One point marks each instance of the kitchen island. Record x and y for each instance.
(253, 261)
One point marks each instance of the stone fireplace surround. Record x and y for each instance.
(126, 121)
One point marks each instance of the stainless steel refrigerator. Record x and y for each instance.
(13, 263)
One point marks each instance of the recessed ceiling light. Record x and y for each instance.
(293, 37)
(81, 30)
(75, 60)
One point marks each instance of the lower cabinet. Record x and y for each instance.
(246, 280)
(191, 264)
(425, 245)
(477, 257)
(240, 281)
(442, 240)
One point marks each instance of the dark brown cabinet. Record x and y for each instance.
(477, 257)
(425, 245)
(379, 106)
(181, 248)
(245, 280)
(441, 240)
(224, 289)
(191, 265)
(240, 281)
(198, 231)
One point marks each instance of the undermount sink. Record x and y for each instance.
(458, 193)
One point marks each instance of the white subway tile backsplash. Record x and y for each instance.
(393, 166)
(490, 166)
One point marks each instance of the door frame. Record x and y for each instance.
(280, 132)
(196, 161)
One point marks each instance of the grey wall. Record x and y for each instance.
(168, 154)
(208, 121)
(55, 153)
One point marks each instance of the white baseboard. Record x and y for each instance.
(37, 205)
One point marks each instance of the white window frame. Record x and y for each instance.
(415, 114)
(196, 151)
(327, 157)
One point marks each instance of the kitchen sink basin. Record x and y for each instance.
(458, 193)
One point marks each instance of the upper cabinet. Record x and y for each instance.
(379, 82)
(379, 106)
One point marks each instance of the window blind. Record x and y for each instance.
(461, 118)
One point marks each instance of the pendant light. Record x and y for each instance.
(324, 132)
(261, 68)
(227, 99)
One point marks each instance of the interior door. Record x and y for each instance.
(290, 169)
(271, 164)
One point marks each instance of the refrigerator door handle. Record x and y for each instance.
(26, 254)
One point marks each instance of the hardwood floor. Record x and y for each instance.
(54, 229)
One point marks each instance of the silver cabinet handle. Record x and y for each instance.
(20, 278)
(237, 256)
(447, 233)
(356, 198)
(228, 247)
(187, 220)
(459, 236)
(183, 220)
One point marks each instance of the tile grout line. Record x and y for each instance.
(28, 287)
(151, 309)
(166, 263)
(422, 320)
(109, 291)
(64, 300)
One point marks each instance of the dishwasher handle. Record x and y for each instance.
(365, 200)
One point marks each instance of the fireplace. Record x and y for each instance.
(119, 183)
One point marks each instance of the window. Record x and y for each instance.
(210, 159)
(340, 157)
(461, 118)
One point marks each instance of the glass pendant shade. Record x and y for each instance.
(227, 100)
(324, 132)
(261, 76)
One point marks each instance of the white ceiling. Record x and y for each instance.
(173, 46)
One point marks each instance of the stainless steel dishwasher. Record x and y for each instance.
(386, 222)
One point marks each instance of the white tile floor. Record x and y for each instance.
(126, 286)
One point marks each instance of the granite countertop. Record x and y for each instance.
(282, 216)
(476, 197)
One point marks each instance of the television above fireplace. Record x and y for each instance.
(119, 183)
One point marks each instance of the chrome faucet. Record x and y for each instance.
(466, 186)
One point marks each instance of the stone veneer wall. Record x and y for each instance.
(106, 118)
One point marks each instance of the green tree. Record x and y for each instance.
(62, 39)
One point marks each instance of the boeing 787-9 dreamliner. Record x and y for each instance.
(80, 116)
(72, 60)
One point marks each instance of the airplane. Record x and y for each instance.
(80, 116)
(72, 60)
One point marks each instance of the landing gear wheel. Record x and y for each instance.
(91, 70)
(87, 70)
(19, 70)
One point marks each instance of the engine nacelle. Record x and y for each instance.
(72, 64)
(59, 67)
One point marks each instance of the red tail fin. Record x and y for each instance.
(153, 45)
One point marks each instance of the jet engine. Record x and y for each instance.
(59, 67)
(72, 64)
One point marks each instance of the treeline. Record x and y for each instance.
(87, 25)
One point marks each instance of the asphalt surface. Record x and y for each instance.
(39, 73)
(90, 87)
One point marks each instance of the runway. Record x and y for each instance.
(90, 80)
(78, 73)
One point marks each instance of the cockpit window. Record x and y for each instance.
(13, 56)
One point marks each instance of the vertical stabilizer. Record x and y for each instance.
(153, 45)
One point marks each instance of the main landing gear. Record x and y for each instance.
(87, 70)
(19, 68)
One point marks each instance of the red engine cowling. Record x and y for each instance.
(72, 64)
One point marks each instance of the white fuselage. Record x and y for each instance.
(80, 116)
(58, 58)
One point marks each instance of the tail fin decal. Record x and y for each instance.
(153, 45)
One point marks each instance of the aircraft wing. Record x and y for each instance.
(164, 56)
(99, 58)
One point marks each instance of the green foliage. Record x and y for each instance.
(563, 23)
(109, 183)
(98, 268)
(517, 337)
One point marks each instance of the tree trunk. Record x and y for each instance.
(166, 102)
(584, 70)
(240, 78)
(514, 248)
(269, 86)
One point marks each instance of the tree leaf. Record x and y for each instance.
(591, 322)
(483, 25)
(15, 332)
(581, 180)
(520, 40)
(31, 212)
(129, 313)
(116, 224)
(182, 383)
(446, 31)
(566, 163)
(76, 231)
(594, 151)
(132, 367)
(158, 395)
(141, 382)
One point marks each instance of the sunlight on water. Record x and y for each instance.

★ ★ ★

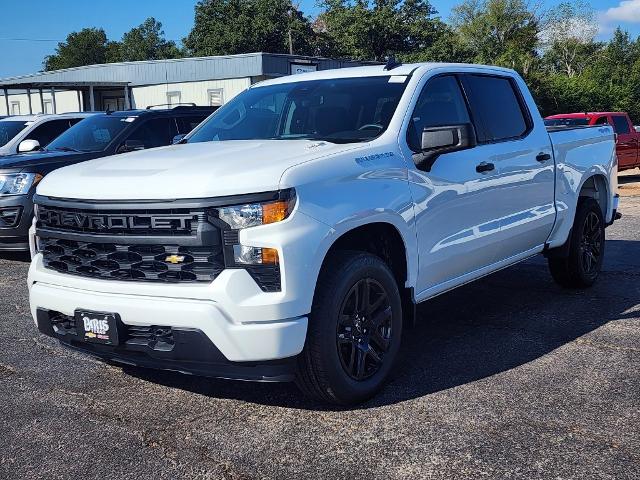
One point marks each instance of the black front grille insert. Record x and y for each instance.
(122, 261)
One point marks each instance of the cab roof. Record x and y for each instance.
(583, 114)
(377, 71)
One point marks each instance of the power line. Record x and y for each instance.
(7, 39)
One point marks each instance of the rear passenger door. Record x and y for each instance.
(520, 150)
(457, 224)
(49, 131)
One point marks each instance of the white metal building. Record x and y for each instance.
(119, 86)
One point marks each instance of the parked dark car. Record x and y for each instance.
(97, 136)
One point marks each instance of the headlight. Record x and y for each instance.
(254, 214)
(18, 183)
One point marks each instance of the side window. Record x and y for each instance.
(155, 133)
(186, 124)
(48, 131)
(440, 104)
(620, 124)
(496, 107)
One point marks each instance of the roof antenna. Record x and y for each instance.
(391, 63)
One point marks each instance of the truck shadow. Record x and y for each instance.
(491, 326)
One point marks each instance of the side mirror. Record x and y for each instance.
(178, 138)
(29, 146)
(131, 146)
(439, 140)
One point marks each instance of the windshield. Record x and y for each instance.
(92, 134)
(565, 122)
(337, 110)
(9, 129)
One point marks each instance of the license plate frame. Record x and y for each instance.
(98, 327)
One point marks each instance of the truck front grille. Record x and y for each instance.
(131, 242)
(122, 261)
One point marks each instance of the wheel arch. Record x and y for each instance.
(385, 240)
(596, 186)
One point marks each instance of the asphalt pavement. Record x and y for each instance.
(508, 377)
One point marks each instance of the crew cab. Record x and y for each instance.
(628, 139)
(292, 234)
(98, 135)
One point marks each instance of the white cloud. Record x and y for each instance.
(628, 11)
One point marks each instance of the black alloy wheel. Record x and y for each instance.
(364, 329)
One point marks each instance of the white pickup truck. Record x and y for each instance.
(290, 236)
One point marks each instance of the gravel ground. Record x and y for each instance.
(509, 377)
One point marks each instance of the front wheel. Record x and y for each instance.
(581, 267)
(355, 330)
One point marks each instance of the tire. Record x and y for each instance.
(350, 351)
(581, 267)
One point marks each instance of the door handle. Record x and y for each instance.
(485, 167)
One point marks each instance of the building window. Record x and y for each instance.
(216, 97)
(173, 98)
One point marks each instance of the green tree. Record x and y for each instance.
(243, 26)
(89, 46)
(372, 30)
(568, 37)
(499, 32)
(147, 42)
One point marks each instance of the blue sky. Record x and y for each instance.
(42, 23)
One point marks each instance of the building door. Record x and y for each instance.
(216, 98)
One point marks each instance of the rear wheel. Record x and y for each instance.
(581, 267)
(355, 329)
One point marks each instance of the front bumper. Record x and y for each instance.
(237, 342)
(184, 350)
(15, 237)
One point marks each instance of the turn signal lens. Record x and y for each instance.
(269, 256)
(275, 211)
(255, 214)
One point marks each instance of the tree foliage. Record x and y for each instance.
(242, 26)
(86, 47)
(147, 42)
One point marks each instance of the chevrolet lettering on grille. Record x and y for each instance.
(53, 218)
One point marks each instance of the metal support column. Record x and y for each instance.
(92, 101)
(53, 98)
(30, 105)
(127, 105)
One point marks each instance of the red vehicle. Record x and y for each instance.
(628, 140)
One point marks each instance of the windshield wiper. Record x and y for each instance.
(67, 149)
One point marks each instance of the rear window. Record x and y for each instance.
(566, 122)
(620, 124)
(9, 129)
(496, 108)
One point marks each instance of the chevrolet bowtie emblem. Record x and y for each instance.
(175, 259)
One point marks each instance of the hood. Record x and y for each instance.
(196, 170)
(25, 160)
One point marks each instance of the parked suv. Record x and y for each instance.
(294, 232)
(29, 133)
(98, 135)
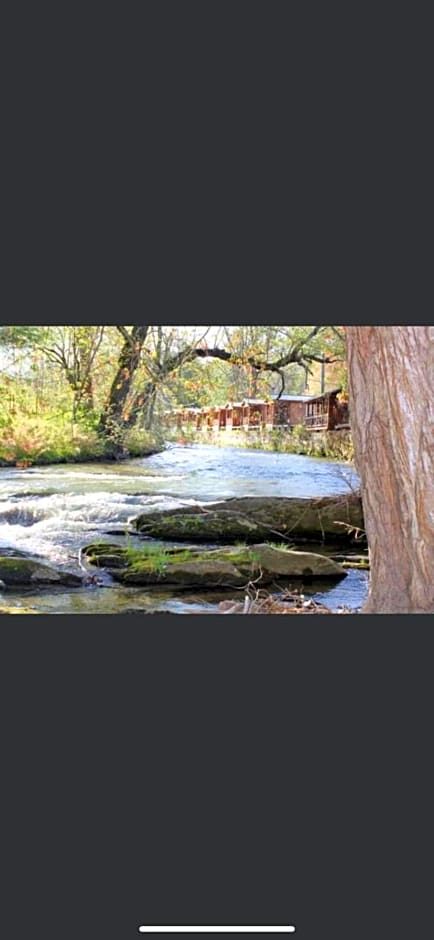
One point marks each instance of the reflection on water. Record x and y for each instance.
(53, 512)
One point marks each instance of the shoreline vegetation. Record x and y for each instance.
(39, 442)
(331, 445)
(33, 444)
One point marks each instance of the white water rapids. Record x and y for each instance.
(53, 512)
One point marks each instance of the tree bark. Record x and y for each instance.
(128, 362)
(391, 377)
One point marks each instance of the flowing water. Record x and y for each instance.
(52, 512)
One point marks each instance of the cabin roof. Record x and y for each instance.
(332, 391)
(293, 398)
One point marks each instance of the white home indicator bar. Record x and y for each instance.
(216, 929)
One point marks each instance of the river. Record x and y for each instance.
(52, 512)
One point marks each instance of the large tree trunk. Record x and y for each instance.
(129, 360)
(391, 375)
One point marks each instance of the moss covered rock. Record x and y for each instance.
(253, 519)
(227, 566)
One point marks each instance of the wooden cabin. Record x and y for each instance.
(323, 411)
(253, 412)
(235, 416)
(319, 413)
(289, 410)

★ ★ ★

TASK TO CARRY OUT:
How many of the lines above contain the word "windshield"? Reply with the number alone.

RESULT:
2